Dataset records
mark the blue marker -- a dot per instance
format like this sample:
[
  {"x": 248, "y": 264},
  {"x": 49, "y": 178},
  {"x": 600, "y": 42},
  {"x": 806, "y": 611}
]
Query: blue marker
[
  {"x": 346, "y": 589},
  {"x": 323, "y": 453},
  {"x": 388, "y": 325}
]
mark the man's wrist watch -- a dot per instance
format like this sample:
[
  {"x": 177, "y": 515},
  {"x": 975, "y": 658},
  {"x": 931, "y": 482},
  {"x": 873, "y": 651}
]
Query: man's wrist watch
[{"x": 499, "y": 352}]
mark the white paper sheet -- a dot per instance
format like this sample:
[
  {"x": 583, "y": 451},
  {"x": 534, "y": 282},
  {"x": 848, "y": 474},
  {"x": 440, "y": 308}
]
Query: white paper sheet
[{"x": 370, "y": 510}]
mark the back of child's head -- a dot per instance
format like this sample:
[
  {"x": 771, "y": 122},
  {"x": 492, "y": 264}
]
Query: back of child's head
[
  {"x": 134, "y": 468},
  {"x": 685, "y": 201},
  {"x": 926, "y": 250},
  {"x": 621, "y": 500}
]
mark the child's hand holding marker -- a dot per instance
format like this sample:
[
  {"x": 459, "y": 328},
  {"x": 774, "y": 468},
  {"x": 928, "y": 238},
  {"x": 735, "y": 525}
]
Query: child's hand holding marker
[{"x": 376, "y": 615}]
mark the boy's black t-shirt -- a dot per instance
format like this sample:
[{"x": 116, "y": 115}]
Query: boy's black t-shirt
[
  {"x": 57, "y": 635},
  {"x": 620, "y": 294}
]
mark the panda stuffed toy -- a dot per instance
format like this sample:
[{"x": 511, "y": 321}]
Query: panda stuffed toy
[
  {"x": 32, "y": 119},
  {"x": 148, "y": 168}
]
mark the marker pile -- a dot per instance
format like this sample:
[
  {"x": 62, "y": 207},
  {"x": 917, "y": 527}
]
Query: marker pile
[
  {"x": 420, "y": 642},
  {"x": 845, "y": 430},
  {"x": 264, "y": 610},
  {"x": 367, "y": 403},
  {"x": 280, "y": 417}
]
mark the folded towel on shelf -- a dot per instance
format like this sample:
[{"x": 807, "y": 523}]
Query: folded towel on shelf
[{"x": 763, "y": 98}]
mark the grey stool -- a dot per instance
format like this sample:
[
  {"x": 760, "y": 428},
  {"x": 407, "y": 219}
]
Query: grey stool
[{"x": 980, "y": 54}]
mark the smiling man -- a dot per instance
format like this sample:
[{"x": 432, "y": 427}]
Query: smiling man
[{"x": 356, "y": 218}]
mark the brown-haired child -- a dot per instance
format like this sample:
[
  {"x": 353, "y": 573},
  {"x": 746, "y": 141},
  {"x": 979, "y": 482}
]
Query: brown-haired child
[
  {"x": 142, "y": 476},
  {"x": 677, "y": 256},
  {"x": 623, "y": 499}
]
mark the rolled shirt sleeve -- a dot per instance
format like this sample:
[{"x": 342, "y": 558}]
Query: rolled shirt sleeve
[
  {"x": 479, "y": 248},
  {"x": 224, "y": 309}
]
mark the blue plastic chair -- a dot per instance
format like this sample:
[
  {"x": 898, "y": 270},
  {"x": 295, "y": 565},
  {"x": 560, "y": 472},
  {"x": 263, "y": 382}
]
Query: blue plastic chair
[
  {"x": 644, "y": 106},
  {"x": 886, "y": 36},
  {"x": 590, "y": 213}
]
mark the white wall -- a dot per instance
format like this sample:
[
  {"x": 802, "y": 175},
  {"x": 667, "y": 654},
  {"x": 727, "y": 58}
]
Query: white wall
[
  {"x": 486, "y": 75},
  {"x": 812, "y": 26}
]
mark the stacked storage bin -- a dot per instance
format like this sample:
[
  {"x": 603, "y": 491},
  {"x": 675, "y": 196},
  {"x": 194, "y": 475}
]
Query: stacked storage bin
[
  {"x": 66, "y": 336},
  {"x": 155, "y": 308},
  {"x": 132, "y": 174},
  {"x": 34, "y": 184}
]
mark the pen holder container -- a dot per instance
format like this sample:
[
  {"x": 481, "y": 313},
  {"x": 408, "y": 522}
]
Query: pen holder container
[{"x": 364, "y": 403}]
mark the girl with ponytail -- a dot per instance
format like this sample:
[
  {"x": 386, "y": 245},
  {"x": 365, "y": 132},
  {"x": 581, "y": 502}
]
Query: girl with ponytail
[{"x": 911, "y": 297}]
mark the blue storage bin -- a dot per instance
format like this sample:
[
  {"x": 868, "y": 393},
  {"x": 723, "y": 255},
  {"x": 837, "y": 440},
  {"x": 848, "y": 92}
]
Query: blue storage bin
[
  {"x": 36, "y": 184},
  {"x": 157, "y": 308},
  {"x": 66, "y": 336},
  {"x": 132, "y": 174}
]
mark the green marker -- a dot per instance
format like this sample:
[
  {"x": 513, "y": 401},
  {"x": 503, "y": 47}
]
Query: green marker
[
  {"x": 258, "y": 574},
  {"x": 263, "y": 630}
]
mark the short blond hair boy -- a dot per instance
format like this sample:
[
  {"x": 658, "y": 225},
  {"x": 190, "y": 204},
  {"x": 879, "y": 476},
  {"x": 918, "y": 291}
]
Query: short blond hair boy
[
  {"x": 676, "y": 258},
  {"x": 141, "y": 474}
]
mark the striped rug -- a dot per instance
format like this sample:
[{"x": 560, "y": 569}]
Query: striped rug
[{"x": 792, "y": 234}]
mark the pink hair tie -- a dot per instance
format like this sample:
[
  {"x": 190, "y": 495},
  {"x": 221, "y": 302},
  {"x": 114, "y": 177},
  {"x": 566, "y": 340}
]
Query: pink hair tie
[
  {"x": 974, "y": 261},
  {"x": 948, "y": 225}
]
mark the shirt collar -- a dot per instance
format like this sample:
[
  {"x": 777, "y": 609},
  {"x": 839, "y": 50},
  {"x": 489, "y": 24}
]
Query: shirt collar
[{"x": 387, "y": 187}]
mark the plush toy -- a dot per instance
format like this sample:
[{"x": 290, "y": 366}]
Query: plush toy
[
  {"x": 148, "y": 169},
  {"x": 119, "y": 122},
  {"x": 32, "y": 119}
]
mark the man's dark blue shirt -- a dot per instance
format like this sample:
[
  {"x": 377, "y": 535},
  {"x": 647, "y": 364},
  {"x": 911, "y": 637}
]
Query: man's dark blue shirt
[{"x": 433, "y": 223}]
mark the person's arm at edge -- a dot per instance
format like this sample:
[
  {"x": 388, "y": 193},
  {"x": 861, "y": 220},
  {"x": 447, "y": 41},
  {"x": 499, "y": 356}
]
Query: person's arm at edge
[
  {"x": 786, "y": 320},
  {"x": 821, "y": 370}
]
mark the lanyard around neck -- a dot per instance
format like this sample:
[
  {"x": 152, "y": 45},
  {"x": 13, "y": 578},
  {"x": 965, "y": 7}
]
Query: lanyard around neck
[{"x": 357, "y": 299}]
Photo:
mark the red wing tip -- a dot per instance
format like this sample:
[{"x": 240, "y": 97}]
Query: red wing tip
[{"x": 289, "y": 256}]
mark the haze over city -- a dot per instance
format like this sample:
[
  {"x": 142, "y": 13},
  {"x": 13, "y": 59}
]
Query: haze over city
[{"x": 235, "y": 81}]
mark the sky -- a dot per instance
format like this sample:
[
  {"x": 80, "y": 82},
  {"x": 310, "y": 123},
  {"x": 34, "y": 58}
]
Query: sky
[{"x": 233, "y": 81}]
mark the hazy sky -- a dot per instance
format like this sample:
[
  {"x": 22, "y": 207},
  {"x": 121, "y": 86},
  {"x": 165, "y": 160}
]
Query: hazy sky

- _Work instructions_
Take the line in which "mark the person's" occurs and each subsequent line through the end; give these lines again without alteration.

- _Final result_
mark the person's arm at edge -- a dot per instance
format like this sample:
[
  {"x": 388, "y": 193},
  {"x": 861, "y": 220},
  {"x": 447, "y": 41},
  {"x": 499, "y": 356}
]
Query: person's arm at edge
[
  {"x": 786, "y": 320},
  {"x": 821, "y": 370}
]
mark the lanyard around neck -- a dot per instance
format like this sample:
[
  {"x": 152, "y": 45},
  {"x": 13, "y": 578},
  {"x": 965, "y": 7}
]
Query: lanyard around neck
[{"x": 357, "y": 299}]
Photo:
mark the red wing tip -- a dot per instance
format like this sample:
[{"x": 240, "y": 97}]
Query: red wing tip
[{"x": 289, "y": 256}]
mark the haze over city -- a dot per instance
format like this sample:
[
  {"x": 142, "y": 13},
  {"x": 13, "y": 59}
]
Query: haze over city
[{"x": 235, "y": 81}]
mark the sky -- a dot per instance
format like this sample:
[
  {"x": 80, "y": 82},
  {"x": 310, "y": 123},
  {"x": 34, "y": 58}
]
Query: sky
[{"x": 233, "y": 81}]
mark the hazy sky -- a dot per instance
format like this sample:
[
  {"x": 22, "y": 207},
  {"x": 121, "y": 86},
  {"x": 165, "y": 160}
]
Query: hazy sky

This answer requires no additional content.